• SOURCE RECORDS:
....
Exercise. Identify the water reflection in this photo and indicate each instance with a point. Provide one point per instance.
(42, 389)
....
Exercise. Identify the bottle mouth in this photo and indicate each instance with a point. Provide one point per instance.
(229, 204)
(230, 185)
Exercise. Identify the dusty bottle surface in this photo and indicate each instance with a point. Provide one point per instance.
....
• REQUIRED WORK: Convert the lines of the material, starting with the line that contains "Exercise. Identify the bottle" and going on through the line that contains "Exercise. Identify the dusty", into a numbered list, leaving out any blank lines.

• OUTPUT OF THE EXERCISE:
1. Exercise. Identify the bottle mouth in this photo and indicate each instance with a point. Provide one point per instance.
2. (229, 204)
3. (230, 185)
4. Exercise. Identify the dusty bottle surface in this photo and indicate each instance with a point. Provide one point per instance.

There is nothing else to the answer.